В России с начала века был набор так называемых царских министерств – Министерство обороны, Министерство внутренних дел, Министерство иностранных дел, охранка. Их руководители имели право прямого всеподданнейшего доклада царю, минуя председателя Совета министров. В ведение Совета министров входили в первую очередь вопросы финансовые, хозяйственные, социальные. Так было при Витте, Столыпине, Коковцове. По существу, эту же систему потом унаследовали большевики, заменив царя генеральным секретарем, затем она досталась демократам, где царские министерства стали президентскими. И все же по жизни назначение исполняющим обязанности премьера – резкое расширение реальных прав, полномочий, сферы ответственности. В России, особенно предельно нестабиль ной, неспокойной России 1992 года, постоянно происходит что-то требующее немедленного вмешательства, подключения всех структур государства, в том числе и силовых. Отнюдь не всегда президент на месте может обеспечить межведомственное взаимодействие. Значит, приходится влезать в эти проблемы, брать ответственность за принятые решения.

·····

**Задание**. Какие вопросы, согласно фрагменту, входили в первую очередь в ведение Совета министров?

**Сырые данные**.

·····

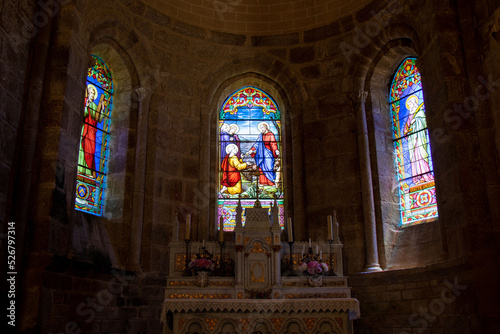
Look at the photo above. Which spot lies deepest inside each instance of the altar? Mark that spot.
(254, 286)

·····

**Ответ**. Финансовые, хозяйственные и социальные вопросы.